■ **TASK OBJECTIVE**: Please put everything from the start of the rows below down to and including the line containing "x=122, y=124" into a Markdown table with the columns Number and Line. Skip blank lines and leave the pictures out.

_ _ _ _

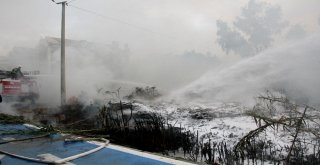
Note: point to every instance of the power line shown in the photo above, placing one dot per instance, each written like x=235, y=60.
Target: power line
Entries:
x=122, y=22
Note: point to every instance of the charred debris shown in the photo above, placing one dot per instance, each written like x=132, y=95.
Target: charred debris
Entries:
x=122, y=124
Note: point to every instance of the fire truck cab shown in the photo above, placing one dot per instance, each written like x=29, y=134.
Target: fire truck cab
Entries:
x=18, y=89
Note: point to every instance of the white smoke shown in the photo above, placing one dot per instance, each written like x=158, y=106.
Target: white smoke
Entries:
x=293, y=67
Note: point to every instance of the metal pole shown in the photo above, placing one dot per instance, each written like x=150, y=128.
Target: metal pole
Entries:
x=63, y=71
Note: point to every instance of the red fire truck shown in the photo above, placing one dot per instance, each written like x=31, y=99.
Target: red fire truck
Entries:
x=14, y=86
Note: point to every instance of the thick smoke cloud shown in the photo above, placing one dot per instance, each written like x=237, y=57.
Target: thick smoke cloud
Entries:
x=293, y=67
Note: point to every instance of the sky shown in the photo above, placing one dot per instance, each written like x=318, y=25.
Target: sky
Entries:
x=149, y=27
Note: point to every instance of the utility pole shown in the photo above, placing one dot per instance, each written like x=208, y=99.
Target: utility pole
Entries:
x=63, y=71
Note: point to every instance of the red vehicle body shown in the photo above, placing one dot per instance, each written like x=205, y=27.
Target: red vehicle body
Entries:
x=24, y=88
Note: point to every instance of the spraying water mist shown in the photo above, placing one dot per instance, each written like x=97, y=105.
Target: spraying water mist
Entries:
x=292, y=68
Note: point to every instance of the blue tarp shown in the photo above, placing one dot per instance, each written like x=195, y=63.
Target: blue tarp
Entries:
x=57, y=147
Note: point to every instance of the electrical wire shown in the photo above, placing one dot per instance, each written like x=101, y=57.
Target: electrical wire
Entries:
x=120, y=21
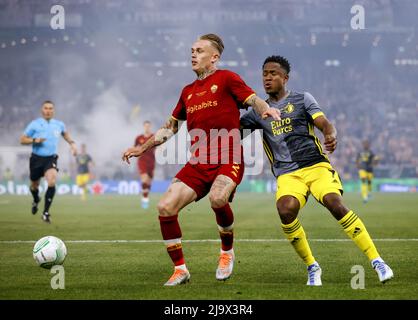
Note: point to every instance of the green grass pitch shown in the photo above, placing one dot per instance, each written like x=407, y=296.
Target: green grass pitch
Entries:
x=267, y=270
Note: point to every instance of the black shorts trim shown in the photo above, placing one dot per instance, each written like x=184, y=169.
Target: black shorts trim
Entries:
x=38, y=165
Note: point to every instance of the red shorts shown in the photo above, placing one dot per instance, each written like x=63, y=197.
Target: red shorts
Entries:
x=146, y=168
x=200, y=177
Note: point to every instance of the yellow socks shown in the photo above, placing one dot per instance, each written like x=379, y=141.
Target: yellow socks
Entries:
x=364, y=191
x=297, y=237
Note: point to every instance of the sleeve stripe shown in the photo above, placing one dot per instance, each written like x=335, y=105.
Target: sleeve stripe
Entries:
x=317, y=114
x=245, y=101
x=176, y=118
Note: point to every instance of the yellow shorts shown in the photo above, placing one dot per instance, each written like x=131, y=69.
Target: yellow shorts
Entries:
x=82, y=179
x=319, y=179
x=365, y=175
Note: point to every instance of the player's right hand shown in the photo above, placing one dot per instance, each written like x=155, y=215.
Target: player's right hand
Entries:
x=131, y=152
x=39, y=140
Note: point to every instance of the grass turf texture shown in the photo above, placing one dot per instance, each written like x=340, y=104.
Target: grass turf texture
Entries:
x=263, y=270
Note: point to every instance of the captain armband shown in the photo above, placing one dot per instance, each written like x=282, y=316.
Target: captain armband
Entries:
x=163, y=135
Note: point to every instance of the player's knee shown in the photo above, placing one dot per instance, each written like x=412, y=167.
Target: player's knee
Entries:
x=287, y=208
x=335, y=206
x=165, y=208
x=217, y=200
x=34, y=185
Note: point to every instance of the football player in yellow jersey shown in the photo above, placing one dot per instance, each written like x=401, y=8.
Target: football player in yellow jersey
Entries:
x=84, y=165
x=366, y=160
x=303, y=168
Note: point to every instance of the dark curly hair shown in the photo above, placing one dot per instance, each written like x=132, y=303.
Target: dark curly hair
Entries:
x=284, y=63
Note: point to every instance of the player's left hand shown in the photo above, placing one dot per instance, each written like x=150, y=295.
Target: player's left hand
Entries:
x=330, y=143
x=131, y=152
x=73, y=149
x=271, y=112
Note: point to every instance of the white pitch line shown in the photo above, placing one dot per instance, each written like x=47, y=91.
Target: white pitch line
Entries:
x=209, y=240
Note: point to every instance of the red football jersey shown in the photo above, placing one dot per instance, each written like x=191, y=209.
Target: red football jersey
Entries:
x=149, y=156
x=213, y=103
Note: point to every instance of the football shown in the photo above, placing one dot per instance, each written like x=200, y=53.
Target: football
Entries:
x=49, y=251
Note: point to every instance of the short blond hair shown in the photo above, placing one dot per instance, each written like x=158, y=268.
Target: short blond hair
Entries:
x=215, y=40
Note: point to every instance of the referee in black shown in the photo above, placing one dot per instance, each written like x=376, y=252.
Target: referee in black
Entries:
x=43, y=134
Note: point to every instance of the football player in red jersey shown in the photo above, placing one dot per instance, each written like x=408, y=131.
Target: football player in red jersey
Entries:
x=146, y=163
x=210, y=103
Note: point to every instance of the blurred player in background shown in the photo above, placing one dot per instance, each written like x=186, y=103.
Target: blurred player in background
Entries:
x=84, y=170
x=146, y=164
x=302, y=168
x=366, y=160
x=43, y=134
x=212, y=101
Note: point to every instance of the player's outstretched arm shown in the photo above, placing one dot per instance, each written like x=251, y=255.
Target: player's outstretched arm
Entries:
x=262, y=108
x=329, y=132
x=162, y=135
x=71, y=142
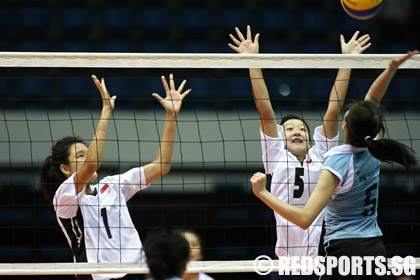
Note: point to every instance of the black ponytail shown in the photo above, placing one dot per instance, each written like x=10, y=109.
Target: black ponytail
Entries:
x=51, y=175
x=166, y=253
x=364, y=121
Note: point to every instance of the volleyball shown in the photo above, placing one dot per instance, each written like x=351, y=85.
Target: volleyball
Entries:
x=361, y=9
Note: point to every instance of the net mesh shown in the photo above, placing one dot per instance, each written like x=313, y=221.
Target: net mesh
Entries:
x=44, y=97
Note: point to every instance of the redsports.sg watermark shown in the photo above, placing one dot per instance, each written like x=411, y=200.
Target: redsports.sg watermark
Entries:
x=345, y=266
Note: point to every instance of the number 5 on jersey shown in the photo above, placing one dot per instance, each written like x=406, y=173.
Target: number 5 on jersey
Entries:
x=299, y=172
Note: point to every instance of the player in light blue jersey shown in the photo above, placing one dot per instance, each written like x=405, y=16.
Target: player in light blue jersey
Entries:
x=348, y=183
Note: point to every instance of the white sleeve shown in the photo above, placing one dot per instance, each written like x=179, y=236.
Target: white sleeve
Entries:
x=322, y=143
x=130, y=182
x=272, y=149
x=66, y=200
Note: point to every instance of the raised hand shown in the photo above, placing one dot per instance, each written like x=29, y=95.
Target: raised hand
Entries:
x=355, y=45
x=245, y=45
x=107, y=101
x=395, y=63
x=173, y=100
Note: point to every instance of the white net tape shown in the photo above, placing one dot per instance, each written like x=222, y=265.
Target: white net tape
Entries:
x=161, y=60
x=138, y=268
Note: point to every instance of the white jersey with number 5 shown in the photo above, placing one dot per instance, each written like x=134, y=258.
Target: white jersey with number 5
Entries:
x=293, y=182
x=98, y=226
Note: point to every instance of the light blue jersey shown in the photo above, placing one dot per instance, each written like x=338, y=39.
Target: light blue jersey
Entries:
x=352, y=210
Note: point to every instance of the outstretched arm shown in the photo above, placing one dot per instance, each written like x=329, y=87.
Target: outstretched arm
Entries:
x=339, y=90
x=302, y=217
x=95, y=151
x=172, y=104
x=261, y=96
x=378, y=88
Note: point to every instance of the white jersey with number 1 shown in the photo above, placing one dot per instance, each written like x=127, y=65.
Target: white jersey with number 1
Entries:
x=98, y=226
x=293, y=182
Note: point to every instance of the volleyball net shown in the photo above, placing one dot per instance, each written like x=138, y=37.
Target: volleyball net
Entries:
x=46, y=96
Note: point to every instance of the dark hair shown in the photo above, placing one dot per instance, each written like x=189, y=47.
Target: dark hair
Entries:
x=294, y=117
x=51, y=175
x=166, y=253
x=193, y=232
x=364, y=121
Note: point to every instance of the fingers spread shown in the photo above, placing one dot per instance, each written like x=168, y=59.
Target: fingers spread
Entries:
x=171, y=81
x=181, y=87
x=241, y=37
x=165, y=83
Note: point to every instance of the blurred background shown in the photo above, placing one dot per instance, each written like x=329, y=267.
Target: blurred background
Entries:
x=207, y=188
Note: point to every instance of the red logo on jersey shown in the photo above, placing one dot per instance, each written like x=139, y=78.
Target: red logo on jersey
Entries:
x=104, y=188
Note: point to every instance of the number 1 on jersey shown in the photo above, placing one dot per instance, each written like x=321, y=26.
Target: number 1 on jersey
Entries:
x=297, y=193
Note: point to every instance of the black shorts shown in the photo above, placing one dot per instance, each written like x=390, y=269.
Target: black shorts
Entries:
x=355, y=247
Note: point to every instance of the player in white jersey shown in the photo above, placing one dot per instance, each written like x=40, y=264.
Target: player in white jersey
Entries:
x=348, y=183
x=286, y=148
x=94, y=216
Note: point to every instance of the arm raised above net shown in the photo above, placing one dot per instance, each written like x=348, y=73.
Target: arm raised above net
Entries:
x=339, y=90
x=172, y=104
x=261, y=96
x=96, y=147
x=380, y=85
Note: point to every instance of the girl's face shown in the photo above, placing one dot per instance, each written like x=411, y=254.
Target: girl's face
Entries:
x=195, y=246
x=77, y=155
x=296, y=137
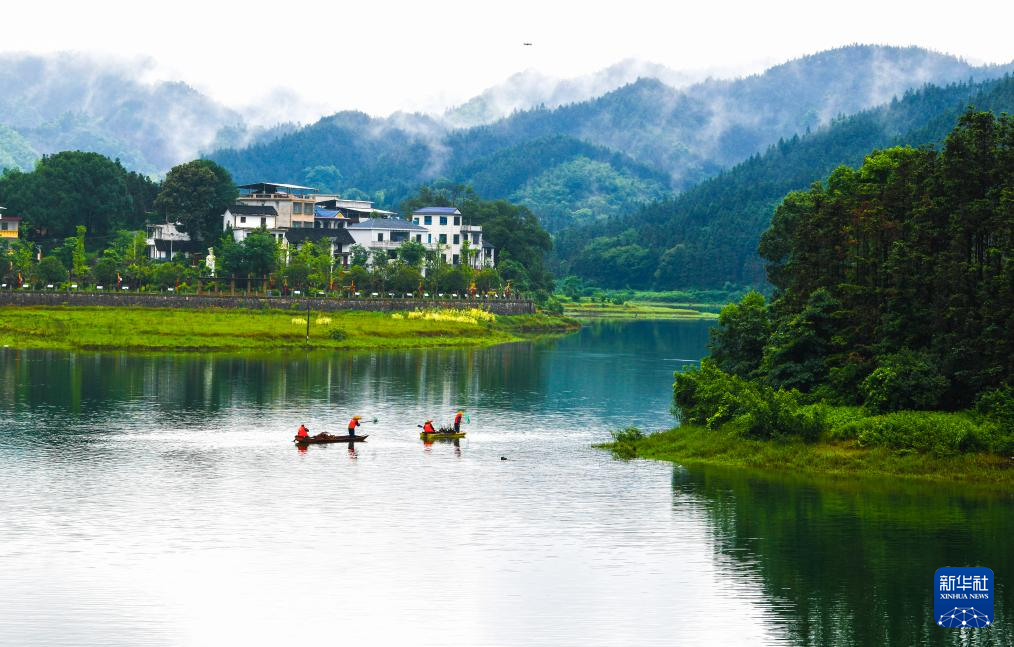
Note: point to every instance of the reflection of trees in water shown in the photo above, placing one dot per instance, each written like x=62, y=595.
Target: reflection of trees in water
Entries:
x=856, y=564
x=93, y=385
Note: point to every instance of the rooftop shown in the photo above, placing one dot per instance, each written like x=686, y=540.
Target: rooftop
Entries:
x=387, y=223
x=437, y=211
x=297, y=235
x=252, y=210
x=275, y=188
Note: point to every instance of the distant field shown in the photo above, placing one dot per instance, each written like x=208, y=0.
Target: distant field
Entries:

_ _ _ _

■ **FULL RESPONSE**:
| Number | Line |
|---|---|
| 1 | Note: point to every instance of the power line shown in the photo above, placing one dot per instance, each written like x=235, y=60. |
| 2 | Target: power line |
| 3 | Entries: |
| 4 | x=122, y=22 |
| 5 | Note: point to every instance of the charred debris shown in the photo above, placing one dot per instance, each written like x=132, y=95. |
| 6 | Target: charred debris |
| 7 | Entries: |
| 8 | x=122, y=124 |